■ Document extract
* begin *
Seasons: Polar Peoples
Zach Simmons

Relevant Standards:
9-12.G.2.1. Students are able to identify and explain the impact of the natural
environment on human settlement patterns.
• The characteristics, location, distribution, and migration of human populations
Examples: reasons for variation in population distribution, reasons for human migration
and its effects on places

9-12.G.2.2. Students are able to explain how humans interact with their environment.
• Human actions depend upon, adapt to, and modify the physical environment.
• Ways in which technology has expanded human capacity to modify the physical
    environment
• The impact of physical geography on human interaction
• How place characteristics have affected locations
Examples: land usage (New Orleans being below sea level); staple diets (Japanese-fish,
Irish-potatoes); man-made accommodations (Great Wall of China, Netherlands polders,
canals)
9-12.G.2.4. Students are able to identify the main characteristics of cultural geography.
Examples: spatial distribution, cultural diffusion, acculturation, institutions, language,
religions

Possible Linked Objectives:
SWBAT describe the main groups of people that live in the arctic, identify where they
live and the languages they speak

SWBAT explain how the geography and climate affect how people in polar regions live,
what they eat, the design of their clothing, design of their dwellings etc.

SWBAT explain the unique characteristics of the seasons in the Arctic, in particular the
climate and amount of daylight, and how this impacts arctic people

SWBAT explain an example of a cultural practice, story or artifact that has been
developed by Arctic people

Lesson Outline:
Chunk 1: Opening (step 3)- Show video clip of “Snow Walker” or other movie involving
life in the arctic. Have students brainstorm on chart paper their observations about dress,
food, etc and how the arctic environment influences those characteristics

Chunk 2: Introduce New Material (step 4): Brief background info on the peoples of the
arctic, especially the: Inuit, but also Aleut and Sammi. Describe how Innuits live in
northern Alaska, Canada and Greenlend, Aleuts live on the Aleutian islands, Sami in
Europe. Address stereotypes about „eskimos‟. Describe clothing of Arctic People.
* end *
■ Goals
**a.** Do these statements agree with the lesson plan? (i) The opening shows a clip from "Snow Walker" or another movie about life in the arctic. (ii) Students record their observations in individual notebooks. (iii) Aleuts are described as living on the Aleutian islands. Give yes or no for each, quoting the deciding words.
**b.** Why does the lesson plan list New Orleans under standard 9-12.G.2.2?
**c.** In the lesson plan, which standard covers the main characteristics of cultural geography?
Answer from the lesson plan alone, without the items.

■ Data extract
* begin *
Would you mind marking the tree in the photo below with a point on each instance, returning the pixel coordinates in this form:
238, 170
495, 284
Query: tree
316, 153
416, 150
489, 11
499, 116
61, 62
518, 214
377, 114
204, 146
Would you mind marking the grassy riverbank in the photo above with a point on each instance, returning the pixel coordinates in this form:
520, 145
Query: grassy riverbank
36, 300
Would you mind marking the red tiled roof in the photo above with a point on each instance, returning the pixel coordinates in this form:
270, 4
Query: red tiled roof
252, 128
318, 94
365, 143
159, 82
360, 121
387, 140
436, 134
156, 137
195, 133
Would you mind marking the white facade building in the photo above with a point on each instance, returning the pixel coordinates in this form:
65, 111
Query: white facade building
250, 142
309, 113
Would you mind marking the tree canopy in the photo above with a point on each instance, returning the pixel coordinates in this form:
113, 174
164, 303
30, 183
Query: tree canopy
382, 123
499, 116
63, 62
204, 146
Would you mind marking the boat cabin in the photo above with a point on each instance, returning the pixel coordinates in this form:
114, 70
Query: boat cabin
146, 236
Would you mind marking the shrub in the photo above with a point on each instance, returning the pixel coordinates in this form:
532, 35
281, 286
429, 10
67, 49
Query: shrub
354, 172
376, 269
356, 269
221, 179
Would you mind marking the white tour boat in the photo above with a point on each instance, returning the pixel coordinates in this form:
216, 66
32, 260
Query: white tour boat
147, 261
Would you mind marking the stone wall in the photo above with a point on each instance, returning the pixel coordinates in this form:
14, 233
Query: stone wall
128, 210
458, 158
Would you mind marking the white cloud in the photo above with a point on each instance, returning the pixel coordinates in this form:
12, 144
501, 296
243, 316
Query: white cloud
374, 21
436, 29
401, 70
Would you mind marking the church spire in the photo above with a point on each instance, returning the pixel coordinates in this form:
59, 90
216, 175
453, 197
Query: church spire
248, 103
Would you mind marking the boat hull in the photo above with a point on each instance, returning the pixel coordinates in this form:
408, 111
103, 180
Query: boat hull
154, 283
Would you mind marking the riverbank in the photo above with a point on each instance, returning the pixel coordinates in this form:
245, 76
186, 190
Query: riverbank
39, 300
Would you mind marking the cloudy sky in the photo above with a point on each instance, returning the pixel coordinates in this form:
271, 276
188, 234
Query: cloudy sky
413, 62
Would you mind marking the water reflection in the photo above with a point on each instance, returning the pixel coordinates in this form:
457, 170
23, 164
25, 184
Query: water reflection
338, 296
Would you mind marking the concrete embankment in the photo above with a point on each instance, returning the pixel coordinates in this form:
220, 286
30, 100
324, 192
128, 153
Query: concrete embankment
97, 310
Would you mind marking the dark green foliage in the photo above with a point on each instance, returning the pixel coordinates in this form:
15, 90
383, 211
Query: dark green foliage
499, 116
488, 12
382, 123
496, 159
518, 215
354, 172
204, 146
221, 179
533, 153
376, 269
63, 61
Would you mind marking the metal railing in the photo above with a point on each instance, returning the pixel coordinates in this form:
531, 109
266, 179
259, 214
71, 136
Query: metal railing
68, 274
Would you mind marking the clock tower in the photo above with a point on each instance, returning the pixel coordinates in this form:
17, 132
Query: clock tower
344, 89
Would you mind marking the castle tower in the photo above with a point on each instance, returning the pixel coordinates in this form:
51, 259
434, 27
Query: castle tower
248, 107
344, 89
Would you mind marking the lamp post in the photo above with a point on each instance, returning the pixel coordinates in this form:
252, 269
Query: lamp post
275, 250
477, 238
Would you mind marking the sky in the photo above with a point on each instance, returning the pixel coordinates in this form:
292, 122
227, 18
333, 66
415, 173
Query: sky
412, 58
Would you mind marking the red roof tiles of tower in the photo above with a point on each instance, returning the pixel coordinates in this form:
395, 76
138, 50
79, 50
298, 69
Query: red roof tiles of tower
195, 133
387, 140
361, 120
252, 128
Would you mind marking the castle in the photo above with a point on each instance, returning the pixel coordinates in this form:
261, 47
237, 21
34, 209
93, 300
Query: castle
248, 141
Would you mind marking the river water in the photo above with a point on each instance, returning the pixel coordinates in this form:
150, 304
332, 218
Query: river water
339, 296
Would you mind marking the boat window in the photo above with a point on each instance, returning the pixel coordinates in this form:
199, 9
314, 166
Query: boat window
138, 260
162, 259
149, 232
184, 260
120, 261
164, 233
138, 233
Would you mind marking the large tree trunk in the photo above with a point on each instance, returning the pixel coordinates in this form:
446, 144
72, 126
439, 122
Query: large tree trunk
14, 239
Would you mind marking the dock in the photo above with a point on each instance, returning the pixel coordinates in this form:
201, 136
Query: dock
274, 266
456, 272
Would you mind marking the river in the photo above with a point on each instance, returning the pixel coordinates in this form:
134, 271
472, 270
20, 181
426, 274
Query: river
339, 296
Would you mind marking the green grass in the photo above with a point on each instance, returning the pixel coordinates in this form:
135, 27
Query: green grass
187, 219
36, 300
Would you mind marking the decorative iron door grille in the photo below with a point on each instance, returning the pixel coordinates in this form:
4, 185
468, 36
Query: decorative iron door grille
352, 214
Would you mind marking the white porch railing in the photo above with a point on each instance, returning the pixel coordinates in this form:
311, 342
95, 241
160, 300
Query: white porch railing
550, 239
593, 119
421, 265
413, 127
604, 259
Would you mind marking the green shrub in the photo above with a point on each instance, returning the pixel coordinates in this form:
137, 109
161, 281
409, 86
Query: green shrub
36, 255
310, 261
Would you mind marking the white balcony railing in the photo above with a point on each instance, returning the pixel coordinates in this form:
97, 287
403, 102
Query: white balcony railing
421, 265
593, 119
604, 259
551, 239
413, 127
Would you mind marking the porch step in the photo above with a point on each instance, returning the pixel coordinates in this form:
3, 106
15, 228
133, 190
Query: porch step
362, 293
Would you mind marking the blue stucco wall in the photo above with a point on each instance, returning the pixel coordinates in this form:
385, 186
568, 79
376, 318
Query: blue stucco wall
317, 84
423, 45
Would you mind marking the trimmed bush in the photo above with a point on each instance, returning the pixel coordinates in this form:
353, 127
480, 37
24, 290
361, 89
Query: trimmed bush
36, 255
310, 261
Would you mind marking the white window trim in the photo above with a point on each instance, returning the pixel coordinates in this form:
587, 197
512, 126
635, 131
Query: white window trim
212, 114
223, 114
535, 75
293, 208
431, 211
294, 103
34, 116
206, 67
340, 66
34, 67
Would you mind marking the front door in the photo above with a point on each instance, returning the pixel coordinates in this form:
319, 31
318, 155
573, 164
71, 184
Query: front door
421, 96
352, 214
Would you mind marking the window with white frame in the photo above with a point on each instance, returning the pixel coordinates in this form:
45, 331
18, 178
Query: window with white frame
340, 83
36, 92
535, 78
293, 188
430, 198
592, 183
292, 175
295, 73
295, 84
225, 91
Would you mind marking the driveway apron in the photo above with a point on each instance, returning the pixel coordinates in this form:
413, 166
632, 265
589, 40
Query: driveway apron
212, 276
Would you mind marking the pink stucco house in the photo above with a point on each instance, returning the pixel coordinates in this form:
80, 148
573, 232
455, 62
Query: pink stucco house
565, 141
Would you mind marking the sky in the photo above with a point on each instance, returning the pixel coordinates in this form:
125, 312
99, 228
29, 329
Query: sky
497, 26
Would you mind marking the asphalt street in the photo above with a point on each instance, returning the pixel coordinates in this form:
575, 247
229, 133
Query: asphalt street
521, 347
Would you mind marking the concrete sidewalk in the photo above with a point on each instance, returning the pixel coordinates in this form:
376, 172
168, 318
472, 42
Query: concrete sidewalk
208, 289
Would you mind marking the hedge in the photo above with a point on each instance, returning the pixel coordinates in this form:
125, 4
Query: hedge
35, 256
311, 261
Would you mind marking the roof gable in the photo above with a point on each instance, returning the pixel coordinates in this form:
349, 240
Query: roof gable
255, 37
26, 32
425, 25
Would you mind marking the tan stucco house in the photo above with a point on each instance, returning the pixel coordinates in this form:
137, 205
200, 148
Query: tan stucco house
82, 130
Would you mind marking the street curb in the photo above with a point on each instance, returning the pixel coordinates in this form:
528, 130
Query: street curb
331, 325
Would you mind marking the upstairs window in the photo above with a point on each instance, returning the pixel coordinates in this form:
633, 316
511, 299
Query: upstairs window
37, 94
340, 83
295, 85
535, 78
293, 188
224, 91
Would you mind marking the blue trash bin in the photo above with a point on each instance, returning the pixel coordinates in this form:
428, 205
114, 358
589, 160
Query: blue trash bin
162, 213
* end *
* begin *
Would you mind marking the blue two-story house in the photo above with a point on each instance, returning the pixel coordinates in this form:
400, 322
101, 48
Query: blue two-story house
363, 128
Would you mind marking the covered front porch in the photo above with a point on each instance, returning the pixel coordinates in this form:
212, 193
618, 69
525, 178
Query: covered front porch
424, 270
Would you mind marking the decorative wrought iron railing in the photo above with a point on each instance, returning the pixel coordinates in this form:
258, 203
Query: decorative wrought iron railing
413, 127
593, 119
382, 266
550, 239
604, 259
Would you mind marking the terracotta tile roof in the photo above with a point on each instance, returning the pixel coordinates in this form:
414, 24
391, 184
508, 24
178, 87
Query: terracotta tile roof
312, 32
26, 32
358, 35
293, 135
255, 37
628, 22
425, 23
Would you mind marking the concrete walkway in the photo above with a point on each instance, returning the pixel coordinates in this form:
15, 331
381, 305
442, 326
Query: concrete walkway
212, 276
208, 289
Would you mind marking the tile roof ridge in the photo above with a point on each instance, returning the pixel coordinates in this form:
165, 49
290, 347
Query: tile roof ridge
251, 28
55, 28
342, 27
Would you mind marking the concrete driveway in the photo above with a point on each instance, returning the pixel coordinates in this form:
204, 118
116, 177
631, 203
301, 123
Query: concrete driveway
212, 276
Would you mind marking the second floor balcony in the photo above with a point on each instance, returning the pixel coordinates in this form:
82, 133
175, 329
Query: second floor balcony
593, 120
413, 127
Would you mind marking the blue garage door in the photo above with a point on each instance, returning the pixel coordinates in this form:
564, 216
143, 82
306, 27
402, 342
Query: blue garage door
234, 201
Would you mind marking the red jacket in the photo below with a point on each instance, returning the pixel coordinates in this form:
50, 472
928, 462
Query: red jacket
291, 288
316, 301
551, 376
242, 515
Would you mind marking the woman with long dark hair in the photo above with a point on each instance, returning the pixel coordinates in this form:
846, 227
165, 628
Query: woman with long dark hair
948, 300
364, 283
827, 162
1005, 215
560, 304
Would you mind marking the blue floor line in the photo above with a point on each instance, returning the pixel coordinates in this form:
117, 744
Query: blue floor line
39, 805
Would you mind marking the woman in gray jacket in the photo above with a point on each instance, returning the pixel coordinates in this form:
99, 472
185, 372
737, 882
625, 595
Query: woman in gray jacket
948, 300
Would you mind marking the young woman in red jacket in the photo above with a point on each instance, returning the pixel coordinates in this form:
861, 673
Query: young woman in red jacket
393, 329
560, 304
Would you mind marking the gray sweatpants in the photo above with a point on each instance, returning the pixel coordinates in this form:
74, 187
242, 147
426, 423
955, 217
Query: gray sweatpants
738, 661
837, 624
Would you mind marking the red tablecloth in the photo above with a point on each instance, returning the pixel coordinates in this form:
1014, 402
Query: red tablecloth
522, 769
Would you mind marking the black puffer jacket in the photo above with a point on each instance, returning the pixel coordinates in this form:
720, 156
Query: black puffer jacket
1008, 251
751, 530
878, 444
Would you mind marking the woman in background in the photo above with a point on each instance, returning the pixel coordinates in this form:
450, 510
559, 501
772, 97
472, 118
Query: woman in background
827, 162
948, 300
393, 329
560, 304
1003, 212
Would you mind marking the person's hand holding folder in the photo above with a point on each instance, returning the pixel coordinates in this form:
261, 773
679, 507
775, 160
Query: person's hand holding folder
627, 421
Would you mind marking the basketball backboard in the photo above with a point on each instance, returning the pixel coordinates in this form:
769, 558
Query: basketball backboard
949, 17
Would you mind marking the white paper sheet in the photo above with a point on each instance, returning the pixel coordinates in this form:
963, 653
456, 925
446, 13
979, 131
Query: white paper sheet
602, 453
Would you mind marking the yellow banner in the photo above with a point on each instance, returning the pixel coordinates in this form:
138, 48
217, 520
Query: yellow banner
* end *
■ Per-task answers
**a.**
(i) Yes: "Show video clip of “Snow Walker” or other movie involving life in the arctic"
(ii) No: "Have students brainstorm on chart paper"
(iii) Yes: "Aleuts live on the Aleutian islands"

**b.** New Orleans is an example of land usage, because it is below sea level.

**c.** Standard 9-12.G.2.4.